Exercise:
Return, word for word, every line that follows.

===== Extracted material =====

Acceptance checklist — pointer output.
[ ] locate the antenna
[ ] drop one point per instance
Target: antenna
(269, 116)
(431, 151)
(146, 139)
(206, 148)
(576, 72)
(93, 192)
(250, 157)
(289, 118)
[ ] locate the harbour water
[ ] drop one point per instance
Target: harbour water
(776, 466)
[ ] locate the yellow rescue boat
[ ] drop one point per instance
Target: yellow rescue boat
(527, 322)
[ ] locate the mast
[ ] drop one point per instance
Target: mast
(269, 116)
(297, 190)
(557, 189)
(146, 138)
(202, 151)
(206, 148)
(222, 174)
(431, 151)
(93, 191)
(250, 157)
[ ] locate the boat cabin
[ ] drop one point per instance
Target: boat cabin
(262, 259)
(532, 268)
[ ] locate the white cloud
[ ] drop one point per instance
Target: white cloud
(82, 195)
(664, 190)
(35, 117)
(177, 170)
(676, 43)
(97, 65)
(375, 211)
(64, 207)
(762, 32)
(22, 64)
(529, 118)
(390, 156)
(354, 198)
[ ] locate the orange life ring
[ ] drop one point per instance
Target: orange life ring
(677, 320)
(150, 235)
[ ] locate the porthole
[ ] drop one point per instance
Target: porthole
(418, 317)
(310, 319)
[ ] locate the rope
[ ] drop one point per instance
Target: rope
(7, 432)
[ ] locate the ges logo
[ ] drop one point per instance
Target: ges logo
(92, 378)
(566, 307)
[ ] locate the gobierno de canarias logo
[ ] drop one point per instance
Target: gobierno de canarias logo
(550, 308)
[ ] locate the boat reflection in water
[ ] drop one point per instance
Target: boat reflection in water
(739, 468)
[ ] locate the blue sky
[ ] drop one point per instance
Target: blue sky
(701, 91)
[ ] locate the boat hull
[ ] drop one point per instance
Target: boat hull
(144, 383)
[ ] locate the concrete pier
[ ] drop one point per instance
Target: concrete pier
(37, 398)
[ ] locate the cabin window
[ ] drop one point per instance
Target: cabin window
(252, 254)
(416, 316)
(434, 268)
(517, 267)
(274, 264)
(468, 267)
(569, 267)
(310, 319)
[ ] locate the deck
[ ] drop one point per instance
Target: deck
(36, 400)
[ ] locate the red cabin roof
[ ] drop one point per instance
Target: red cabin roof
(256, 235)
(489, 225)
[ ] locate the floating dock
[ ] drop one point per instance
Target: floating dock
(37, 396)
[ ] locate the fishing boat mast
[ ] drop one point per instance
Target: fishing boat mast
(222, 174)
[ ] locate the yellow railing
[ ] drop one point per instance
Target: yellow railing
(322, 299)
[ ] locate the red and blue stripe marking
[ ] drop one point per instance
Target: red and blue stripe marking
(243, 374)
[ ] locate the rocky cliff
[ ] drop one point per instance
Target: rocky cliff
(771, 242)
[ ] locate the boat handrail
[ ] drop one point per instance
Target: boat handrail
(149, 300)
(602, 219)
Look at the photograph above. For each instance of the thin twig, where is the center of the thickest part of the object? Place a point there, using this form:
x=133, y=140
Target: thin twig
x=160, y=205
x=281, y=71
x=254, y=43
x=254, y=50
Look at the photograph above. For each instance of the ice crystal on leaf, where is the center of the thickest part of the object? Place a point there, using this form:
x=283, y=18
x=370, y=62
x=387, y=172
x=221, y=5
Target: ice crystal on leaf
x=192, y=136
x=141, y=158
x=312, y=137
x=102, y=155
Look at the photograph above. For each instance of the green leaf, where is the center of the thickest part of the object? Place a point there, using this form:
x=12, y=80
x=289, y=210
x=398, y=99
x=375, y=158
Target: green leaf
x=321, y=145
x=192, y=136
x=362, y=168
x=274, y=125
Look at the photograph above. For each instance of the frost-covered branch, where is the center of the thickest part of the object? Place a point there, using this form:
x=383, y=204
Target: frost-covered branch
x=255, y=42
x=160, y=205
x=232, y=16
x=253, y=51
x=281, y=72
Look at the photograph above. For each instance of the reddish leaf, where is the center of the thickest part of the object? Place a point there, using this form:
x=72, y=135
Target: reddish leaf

=====

Completed task:
Acceptance checklist — pointer output.
[ ] locate the antenna
[ ] drop one point per instance
Target: antenna
(269, 116)
(431, 151)
(146, 139)
(206, 148)
(576, 72)
(93, 192)
(250, 157)
(289, 118)
[ ] locate the harbour water
[ ] drop one point per instance
Target: harbour water
(776, 466)
[ ] locate the yellow rescue boat
[ ] drop one point per instance
Target: yellow rescue boat
(527, 322)
[ ] locate the mast
[ ] drop one point per instance
Target: mast
(269, 116)
(297, 190)
(557, 189)
(146, 138)
(202, 151)
(206, 148)
(222, 174)
(431, 151)
(93, 191)
(250, 157)
[ ] locate the boat cabin
[ ] drop one point per instance
Target: boat cabin
(262, 259)
(532, 268)
[ ] locate the white cloud
[ ] drop one point per instance
Target: white cloud
(82, 195)
(664, 190)
(35, 117)
(177, 170)
(676, 43)
(97, 65)
(375, 211)
(64, 207)
(762, 32)
(22, 64)
(529, 118)
(390, 156)
(354, 198)
[ ] locate the orange life ring
[ ] drop one point per instance
Target: orange life ring
(677, 320)
(150, 235)
[ ] locate the porthole
[ ] drop one point per instance
Target: porthole
(418, 317)
(310, 319)
[ ] locate the rope
[ ] drop one point per instance
Target: rope
(7, 432)
[ ] locate the ges logo
[ ] drop one point per instance
Target: ges logo
(92, 378)
(566, 307)
[ ] locate the gobierno de canarias logo
[ ] drop one point per instance
Target: gobierno de canarias logo
(550, 308)
[ ] locate the boat reflection in water
[ ] drop one point per instance
Target: boat reflection in water
(739, 468)
[ ] locate the blue sky
[ ] drop one point per instance
Target: blue sky
(701, 91)
[ ] locate the boat hull
[ ] drop one point per instance
Target: boat hull
(144, 383)
[ ] locate the concrete pier
[ ] drop one point per instance
Target: concrete pier
(37, 398)
[ ] locate the cabin window
[ ] drop one point per instance
Target: cabin window
(252, 254)
(416, 316)
(434, 268)
(517, 267)
(274, 264)
(468, 267)
(569, 267)
(310, 319)
[ ] locate the deck
[ ] drop one point per instance
Target: deck
(36, 400)
[ ] locate the red cabin roof
[ ] drop one point per instance
Target: red cabin roof
(256, 235)
(489, 225)
[ ] locate the floating dock
[ ] drop one point per instance
Target: floating dock
(37, 396)
[ ] locate the fishing boat mast
[ ] drop one point per instance
Target: fishing boat mast
(222, 174)
[ ] locate the yellow railing
[ ] drop one point per instance
Target: yellow railing
(322, 299)
[ ] locate the red and blue stripe marking
[ ] drop one point per instance
Target: red and blue stripe marking
(243, 374)
[ ] locate the rocky cliff
[ ] drop one point per instance
Target: rocky cliff
(771, 242)
[ ] locate the boat handrail
[ ] drop one point per instance
Target: boat handrail
(149, 300)
(602, 219)
Look at the photograph above. For each instance of the thin twig, where is the center of the thickest part of the object? Place a point there, using this form:
x=133, y=140
Target: thin twig
x=160, y=205
x=281, y=71
x=254, y=43
x=254, y=50
Look at the photograph above. For each instance of the ice crystal on leaf, where is the center of the thickest part of the object? Place a point there, using this form:
x=283, y=18
x=370, y=62
x=387, y=172
x=221, y=5
Target: ice crystal on leaf
x=192, y=136
x=141, y=158
x=312, y=137
x=102, y=155
Look at the photograph above. For each instance of the green leaf, where is the center of the thickest part of the object? Place a point there, using this form:
x=12, y=80
x=289, y=210
x=398, y=99
x=375, y=158
Target: green leaf
x=321, y=145
x=192, y=136
x=362, y=168
x=274, y=125
Look at the photograph above. For each instance of the frost-covered branch, where is the center of the thickest part of the object? Place a point there, using this form:
x=383, y=204
Target: frost-covered branch
x=255, y=42
x=160, y=205
x=232, y=16
x=253, y=51
x=281, y=72
Look at the photograph above. For each instance of the reddish leaf, where is the center of the thickest part of the object? Place a point there, using this form:
x=72, y=135
Target: reddish leaf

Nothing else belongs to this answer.